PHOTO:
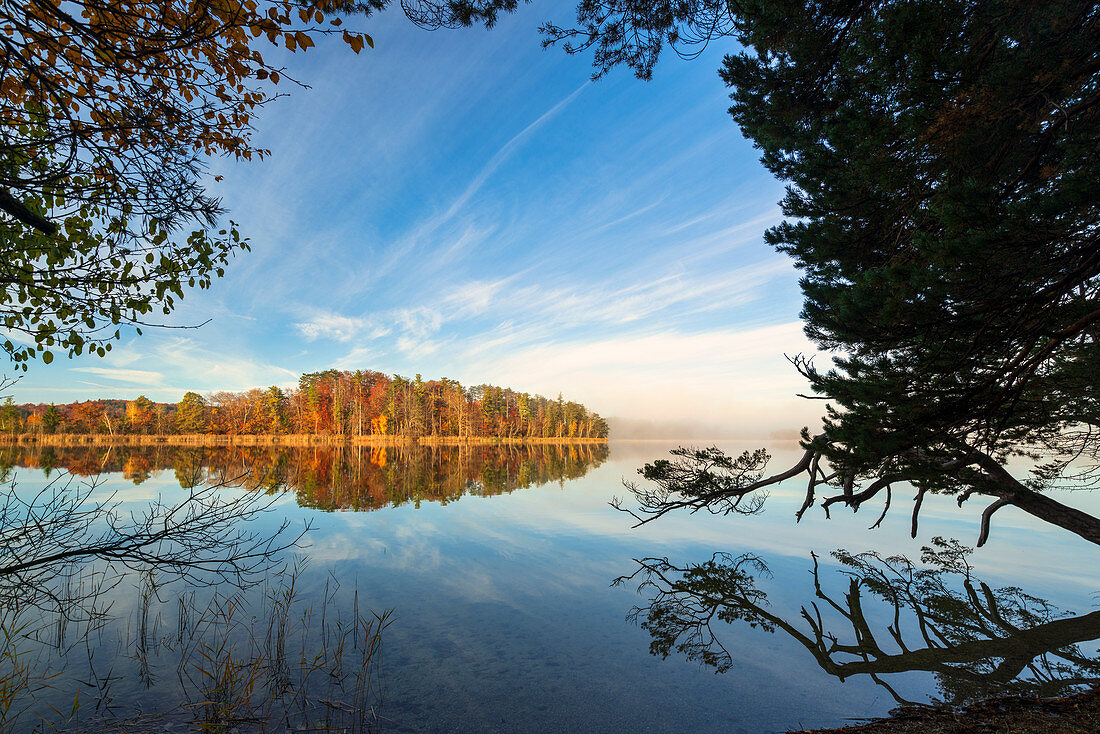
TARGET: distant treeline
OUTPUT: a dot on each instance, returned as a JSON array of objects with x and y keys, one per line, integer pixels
[
  {"x": 331, "y": 478},
  {"x": 330, "y": 403}
]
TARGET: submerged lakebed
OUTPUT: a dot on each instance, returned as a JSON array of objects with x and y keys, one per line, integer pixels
[{"x": 496, "y": 566}]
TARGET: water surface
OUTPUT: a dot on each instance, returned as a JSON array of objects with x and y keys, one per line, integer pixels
[{"x": 498, "y": 566}]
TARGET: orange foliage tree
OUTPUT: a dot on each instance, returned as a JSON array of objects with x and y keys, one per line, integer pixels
[{"x": 108, "y": 112}]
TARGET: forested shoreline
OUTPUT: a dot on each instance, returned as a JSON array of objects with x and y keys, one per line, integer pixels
[{"x": 332, "y": 405}]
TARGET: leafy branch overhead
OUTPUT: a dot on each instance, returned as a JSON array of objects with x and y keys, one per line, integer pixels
[{"x": 108, "y": 113}]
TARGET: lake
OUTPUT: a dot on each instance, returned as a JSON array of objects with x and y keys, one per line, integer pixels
[{"x": 496, "y": 566}]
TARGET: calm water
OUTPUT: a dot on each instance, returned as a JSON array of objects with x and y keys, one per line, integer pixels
[{"x": 498, "y": 563}]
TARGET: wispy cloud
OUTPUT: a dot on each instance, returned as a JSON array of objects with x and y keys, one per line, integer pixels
[{"x": 130, "y": 376}]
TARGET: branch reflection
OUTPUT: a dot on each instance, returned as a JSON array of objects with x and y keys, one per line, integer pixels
[{"x": 893, "y": 616}]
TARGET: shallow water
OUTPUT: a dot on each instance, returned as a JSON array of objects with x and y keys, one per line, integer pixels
[{"x": 498, "y": 569}]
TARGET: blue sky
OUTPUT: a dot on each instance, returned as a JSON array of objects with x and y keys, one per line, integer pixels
[{"x": 468, "y": 204}]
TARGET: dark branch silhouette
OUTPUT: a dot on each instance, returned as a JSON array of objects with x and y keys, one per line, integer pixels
[{"x": 978, "y": 641}]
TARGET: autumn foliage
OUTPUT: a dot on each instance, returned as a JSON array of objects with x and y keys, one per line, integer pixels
[
  {"x": 330, "y": 403},
  {"x": 109, "y": 112}
]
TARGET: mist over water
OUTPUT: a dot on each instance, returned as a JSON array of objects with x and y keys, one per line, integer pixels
[{"x": 497, "y": 566}]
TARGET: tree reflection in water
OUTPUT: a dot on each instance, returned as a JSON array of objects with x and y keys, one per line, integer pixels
[
  {"x": 977, "y": 641},
  {"x": 334, "y": 478}
]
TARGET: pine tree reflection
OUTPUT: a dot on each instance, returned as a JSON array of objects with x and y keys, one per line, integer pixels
[{"x": 895, "y": 616}]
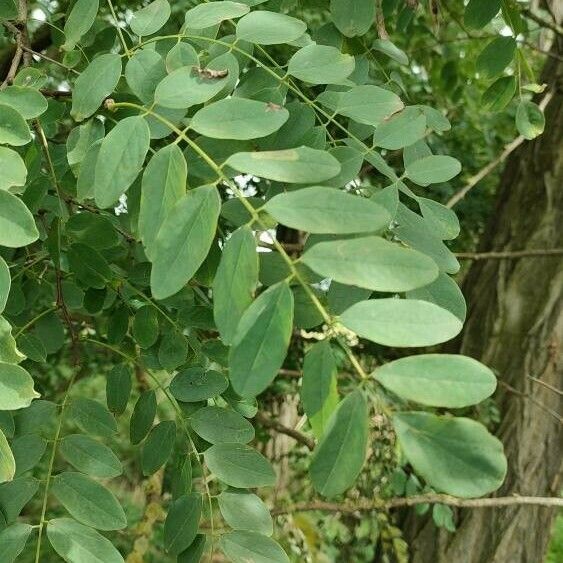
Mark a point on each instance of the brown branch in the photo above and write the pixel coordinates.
(380, 21)
(545, 384)
(399, 502)
(279, 427)
(19, 30)
(514, 255)
(543, 23)
(532, 399)
(509, 149)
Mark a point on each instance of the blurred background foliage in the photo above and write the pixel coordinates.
(442, 74)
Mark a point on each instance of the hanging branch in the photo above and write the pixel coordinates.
(400, 502)
(279, 427)
(19, 30)
(380, 21)
(509, 149)
(510, 255)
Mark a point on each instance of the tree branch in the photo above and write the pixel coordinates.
(279, 427)
(19, 30)
(543, 23)
(380, 21)
(510, 148)
(399, 502)
(508, 255)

Task item:
Apart from the images, every line above is to be given again exactly.

Finished task:
PHOTO:
TARGET: distant treeline
OUTPUT: a dot on each instance, returned as a JSON array of objects with x and y keys, one per line, integer pixels
[
  {"x": 331, "y": 478},
  {"x": 330, "y": 403}
]
TARGET: submerged lakebed
OUTPUT: a dot on each instance, returned as a JSON array of objects with x and y keys, one per line, integer pixels
[{"x": 496, "y": 566}]
TARGET: water surface
OUTPUT: a dot on each instance, returned as a JSON array of objects with x and y keys, one per line, integer pixels
[{"x": 498, "y": 566}]
TARGET: orange foliage tree
OUTPUT: a dot on each instance, returned as a JSON array of objects with x and y keys, one per line, integer pixels
[{"x": 108, "y": 112}]
TARGET: forested shoreline
OUTPUT: a dot on each instance, returned as a JSON array of objects with x and y keys, one per line, integer pixels
[{"x": 332, "y": 405}]
TARGET: leafy branch overhead
OUTPUT: a dot on each instance, returned as a JSON array of objects with x and y keys, one per line, integer pixels
[{"x": 108, "y": 113}]
TARGET: lake
OUTPUT: a dot on each instance, returned as a JSON array of objects with x and y keys, one per line, integer pixels
[{"x": 496, "y": 566}]
TARGET: calm water
OUTPUT: a dot on each instance, returned as a JSON array of objects with x and y keys, one per line, integer pixels
[{"x": 498, "y": 563}]
TARGET: wispy cloud
OUTPUT: a dot on each instance, returned as a JSON array of objects with x and y keys, one per line, integer pixels
[{"x": 130, "y": 376}]
TARGET: branch reflection
OUTPUT: a dot on each instance, returned as a JSON array of objects with x and y keys, one per line, integer pixels
[{"x": 893, "y": 616}]
TARGET: shallow water
OUTPUT: a dot on each instance, returned as a JSON array of objects with x and y keys, one per line, integer pixels
[{"x": 498, "y": 569}]
TARGET: blue sky
OUTPUT: a dot on each instance, returned as a JSON array of objects with x and y keys, one per line, integer pixels
[{"x": 468, "y": 204}]
TARGET: dark branch silhouette
OUTPUT: a dot on each instance, returned as a JSON array of objects with x and y keys, one per line, integer pixels
[{"x": 978, "y": 641}]
TARGET: autumn foliage
OUTPUT: a dot on each instance, returned as a JSON array of objects with x and y keys, one per line, integer pixels
[
  {"x": 330, "y": 403},
  {"x": 109, "y": 112}
]
TARGET: mist over water
OUTPUT: a dot on each instance, returned as a JSON array of objects with x and y keys, one per line, integer pixels
[{"x": 497, "y": 566}]
TARGET: tree reflection in water
OUTPUT: a dot on each instance, returned as a JSON array of objects with x and y keys, one per line, integer pixels
[
  {"x": 977, "y": 641},
  {"x": 334, "y": 478}
]
TARGET: pine tree reflection
OUTPUT: a dot on each instance, returned as a JSON array of objects with x and y keys, one per line, integer pixels
[{"x": 895, "y": 616}]
Mark a point on each instance of the brown branch in the photo above and write the pixel coordinates.
(380, 21)
(545, 384)
(399, 502)
(279, 427)
(19, 30)
(514, 255)
(543, 23)
(532, 399)
(509, 149)
Mark a point on each instance of the blurred background foliage in the photo above and write the pixel coordinates.
(442, 74)
Mark a point on each instance of the hanging branch in the photo above and write the pixel coordinates.
(400, 502)
(279, 427)
(19, 30)
(380, 21)
(509, 149)
(510, 255)
Mark a point on each instance of the tree branch in the photo above and write the pixel coordinates.
(279, 427)
(19, 30)
(543, 23)
(380, 21)
(510, 148)
(399, 502)
(508, 255)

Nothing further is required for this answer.